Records
==================================================

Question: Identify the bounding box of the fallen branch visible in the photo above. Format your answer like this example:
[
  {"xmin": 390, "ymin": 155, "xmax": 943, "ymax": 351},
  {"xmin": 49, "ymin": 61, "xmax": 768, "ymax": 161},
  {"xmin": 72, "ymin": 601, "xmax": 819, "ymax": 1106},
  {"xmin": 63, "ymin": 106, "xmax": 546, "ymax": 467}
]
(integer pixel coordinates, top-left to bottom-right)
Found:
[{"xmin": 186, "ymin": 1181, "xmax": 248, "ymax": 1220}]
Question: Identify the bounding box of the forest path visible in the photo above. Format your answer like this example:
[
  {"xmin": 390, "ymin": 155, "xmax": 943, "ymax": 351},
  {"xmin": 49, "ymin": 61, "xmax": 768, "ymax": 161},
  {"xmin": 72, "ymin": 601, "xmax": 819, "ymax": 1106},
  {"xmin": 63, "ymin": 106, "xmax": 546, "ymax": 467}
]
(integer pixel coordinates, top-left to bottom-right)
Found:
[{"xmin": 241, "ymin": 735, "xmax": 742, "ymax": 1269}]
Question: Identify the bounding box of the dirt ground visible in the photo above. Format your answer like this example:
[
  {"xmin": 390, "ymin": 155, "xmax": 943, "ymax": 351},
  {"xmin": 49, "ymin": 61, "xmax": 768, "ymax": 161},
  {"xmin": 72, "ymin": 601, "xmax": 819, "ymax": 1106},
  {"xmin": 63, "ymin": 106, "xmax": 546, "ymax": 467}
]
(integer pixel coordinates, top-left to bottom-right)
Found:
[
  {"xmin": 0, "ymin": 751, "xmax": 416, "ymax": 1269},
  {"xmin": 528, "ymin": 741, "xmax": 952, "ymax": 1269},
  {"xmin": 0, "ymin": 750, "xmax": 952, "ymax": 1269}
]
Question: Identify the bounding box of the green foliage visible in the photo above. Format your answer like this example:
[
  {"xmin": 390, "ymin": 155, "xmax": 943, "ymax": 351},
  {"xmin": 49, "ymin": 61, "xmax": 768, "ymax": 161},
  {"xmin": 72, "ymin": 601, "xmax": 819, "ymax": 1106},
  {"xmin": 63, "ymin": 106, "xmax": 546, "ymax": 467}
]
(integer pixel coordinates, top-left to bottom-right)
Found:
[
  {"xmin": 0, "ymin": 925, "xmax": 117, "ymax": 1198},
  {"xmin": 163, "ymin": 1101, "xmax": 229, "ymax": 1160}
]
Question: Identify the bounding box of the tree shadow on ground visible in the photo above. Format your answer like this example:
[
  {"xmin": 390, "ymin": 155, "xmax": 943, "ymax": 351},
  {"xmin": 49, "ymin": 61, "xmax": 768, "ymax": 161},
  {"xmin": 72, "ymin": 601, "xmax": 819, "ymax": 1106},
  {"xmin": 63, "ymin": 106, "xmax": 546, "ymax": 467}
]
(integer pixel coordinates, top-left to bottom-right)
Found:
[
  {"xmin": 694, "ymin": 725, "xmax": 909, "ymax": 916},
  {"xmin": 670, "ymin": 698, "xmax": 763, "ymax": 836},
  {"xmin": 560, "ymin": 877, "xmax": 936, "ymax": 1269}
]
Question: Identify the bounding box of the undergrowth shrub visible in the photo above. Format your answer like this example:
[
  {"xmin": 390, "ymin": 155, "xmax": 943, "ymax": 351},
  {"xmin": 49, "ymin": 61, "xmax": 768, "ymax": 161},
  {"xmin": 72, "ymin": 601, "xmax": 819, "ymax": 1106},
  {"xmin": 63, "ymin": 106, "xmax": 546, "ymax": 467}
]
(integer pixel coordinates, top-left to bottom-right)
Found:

==================================================

WHAT TO WORK ON: Locate each line in the records above that contains the word "ground", and copy those lines.

RESPONSE BELOW:
Question: Identify the bounding box of the dirt ground visible in the photo above. Format your answer like this example:
Question: Identify the bounding box of the tree shadow on ground visible in the photo above. Format your answer like this example:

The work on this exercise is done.